Written instruction
Copy the data from the line containing "occurrences of white" through the end, inclusive, swapping "jersey" for "shirt" and leaving everything else as it is.

Annotated coordinate records

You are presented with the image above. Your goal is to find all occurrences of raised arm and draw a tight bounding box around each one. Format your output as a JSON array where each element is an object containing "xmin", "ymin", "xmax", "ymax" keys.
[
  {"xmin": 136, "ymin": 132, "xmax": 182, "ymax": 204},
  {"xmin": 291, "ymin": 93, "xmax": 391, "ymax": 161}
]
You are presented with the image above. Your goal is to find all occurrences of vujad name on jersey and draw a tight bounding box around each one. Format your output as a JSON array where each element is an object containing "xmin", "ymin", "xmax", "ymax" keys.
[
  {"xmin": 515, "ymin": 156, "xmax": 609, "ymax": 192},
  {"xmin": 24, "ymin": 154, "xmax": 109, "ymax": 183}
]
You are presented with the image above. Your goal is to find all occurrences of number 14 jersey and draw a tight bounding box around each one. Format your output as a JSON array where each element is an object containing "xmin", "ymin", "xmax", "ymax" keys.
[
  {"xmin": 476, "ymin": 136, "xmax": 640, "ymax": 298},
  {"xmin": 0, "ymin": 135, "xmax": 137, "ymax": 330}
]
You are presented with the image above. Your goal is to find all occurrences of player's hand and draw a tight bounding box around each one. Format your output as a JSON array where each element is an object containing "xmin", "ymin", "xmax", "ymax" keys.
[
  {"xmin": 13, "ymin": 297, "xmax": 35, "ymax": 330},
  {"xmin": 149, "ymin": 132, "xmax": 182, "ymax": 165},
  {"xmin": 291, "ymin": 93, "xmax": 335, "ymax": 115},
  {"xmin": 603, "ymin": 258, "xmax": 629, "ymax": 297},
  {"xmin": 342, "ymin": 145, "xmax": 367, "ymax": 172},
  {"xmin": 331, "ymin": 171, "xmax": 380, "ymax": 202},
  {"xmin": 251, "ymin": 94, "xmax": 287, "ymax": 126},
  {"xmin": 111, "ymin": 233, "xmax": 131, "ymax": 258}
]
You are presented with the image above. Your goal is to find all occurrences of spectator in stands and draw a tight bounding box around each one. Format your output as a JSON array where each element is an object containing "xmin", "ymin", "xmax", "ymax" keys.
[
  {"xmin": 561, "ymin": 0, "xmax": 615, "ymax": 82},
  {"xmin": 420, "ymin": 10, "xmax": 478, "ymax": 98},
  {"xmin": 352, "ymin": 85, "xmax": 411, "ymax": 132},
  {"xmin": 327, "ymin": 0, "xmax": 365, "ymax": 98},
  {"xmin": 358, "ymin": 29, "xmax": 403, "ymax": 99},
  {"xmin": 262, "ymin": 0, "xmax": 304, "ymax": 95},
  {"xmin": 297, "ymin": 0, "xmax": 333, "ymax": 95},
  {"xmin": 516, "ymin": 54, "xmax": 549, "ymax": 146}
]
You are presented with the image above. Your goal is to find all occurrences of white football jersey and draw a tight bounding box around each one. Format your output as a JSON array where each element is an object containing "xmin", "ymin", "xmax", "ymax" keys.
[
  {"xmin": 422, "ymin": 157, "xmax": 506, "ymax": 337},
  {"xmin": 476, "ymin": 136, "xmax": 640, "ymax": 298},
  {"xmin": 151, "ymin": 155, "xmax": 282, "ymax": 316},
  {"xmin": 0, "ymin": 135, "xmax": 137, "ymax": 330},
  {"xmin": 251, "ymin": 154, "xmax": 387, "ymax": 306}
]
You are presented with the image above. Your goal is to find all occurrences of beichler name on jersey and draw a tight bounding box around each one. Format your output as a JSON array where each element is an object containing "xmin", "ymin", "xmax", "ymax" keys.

Completed task
You are presented with the image above. Your goal is to find all occurrences of white football shirt and draw a tight bounding box around each one. Format your output as a JSON array where each element is an object containing "xmin", "ymin", "xmax", "ymax" keys.
[
  {"xmin": 422, "ymin": 157, "xmax": 506, "ymax": 337},
  {"xmin": 476, "ymin": 136, "xmax": 640, "ymax": 298},
  {"xmin": 151, "ymin": 155, "xmax": 282, "ymax": 316},
  {"xmin": 0, "ymin": 135, "xmax": 137, "ymax": 330},
  {"xmin": 251, "ymin": 154, "xmax": 387, "ymax": 306}
]
You are presented with the image above. Your goal is to find all occurrences of beichler name on shirt and draw a tight bounding box around each one. Format your output as a JSON array where each element is an object containing "xmin", "ymin", "xmax", "ymax" keys.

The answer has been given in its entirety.